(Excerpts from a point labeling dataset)
+++
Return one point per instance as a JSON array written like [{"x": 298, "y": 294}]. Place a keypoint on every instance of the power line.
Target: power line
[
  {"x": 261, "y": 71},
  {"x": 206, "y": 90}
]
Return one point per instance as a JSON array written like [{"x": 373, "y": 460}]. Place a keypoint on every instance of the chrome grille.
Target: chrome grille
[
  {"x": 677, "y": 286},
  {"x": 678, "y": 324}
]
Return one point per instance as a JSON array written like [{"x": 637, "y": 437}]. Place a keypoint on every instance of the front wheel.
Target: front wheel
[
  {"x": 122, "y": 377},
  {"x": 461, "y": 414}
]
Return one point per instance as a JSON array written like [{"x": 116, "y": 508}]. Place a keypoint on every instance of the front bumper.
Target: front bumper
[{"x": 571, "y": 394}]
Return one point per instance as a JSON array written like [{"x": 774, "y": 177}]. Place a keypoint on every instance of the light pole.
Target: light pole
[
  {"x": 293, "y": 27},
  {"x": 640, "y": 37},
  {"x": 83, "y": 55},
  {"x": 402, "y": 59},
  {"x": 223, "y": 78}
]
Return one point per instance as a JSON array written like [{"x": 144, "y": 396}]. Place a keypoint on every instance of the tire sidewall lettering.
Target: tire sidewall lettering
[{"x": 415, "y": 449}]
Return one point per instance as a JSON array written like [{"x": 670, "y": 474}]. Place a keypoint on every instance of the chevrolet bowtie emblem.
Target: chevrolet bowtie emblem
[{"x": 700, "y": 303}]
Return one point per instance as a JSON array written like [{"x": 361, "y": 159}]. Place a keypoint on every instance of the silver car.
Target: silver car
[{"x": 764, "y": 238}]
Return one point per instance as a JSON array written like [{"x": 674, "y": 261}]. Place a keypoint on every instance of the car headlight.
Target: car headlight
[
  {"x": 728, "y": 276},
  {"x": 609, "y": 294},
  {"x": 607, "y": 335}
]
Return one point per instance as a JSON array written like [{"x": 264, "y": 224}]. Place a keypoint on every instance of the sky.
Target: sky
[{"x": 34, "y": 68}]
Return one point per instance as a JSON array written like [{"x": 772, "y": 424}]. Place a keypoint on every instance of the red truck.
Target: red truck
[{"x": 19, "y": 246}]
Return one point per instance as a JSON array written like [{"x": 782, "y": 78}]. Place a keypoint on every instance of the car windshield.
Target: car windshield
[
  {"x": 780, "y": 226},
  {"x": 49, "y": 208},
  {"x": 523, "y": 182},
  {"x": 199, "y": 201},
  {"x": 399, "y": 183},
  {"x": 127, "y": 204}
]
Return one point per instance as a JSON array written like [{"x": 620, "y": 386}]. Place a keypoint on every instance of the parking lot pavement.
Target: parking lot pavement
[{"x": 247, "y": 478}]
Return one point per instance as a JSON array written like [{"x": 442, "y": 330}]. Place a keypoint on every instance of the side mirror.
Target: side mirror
+++
Reproduce every one of the records above verbatim, keeping each line unchanged and in its original order.

> _Worked solution_
Return one point per instance as a JSON array written like [{"x": 298, "y": 294}]. Place a keypoint on every instance of the power line.
Target: power line
[
  {"x": 261, "y": 71},
  {"x": 206, "y": 90}
]
Return one point per instance as a JSON array written like [{"x": 373, "y": 460}]. Place a keypoint on every instance of the chrome grille.
Target: chrome grille
[
  {"x": 677, "y": 286},
  {"x": 678, "y": 324}
]
Return one point per instance as a JSON array written like [{"x": 637, "y": 437}]. Place a keypoint on every instance of the front wheel.
Target: front wheel
[
  {"x": 122, "y": 377},
  {"x": 461, "y": 414}
]
Return one point per instance as a JSON array written like [{"x": 116, "y": 508}]. Place a keypoint on every instance of the front bumper.
Target: front bumper
[{"x": 571, "y": 394}]
Return one point per instance as a JSON array written like [{"x": 774, "y": 177}]. Place a keypoint on every instance of the light pole.
Target: light pole
[
  {"x": 293, "y": 27},
  {"x": 640, "y": 37},
  {"x": 83, "y": 55},
  {"x": 402, "y": 59},
  {"x": 223, "y": 78}
]
Return one point per instance as a JSON array written like [{"x": 144, "y": 396}]. Place a keypoint on every instance of the tire sidewall lettering.
Target: tire sidewall lettering
[{"x": 415, "y": 449}]
Return one point per instance as a JSON array written like [{"x": 670, "y": 474}]. Place a keypoint on every instance of the chevrolet bowtie emblem.
Target: chevrolet bowtie emblem
[{"x": 700, "y": 303}]
Return one point per instance as a JSON array written like [{"x": 361, "y": 159}]. Place a keypoint on every instance of the silver car.
Target: silver car
[{"x": 764, "y": 238}]
Return one point per instance as a JSON array written like [{"x": 674, "y": 261}]. Place a keypoint on every instance of the car headlight.
Target: car headlight
[
  {"x": 728, "y": 276},
  {"x": 609, "y": 294},
  {"x": 607, "y": 335}
]
Return one point per instance as a JSON array written like [{"x": 264, "y": 224}]. Place a keypoint on every instance of the sky.
Target: sky
[{"x": 34, "y": 68}]
Return one point per instance as a JSON array written like [{"x": 772, "y": 424}]. Place a keypoint on every instance of the red truck.
Target: red truck
[{"x": 19, "y": 246}]
Return one point per instance as a JSON array written like [{"x": 782, "y": 78}]. Place a keypoint on every instance of the car windshield.
Target: car windshield
[
  {"x": 780, "y": 226},
  {"x": 49, "y": 208},
  {"x": 523, "y": 182},
  {"x": 199, "y": 201},
  {"x": 399, "y": 183},
  {"x": 127, "y": 204}
]
Return one point per instance as a JSON array written like [{"x": 620, "y": 386}]. Place a keypoint on every instance of the parking lot pavement.
Target: parking lot pavement
[{"x": 247, "y": 478}]
Return one point per instance as a JSON array written like [{"x": 442, "y": 330}]. Place a keypoint on every instance of the side mirror.
Target: side mirror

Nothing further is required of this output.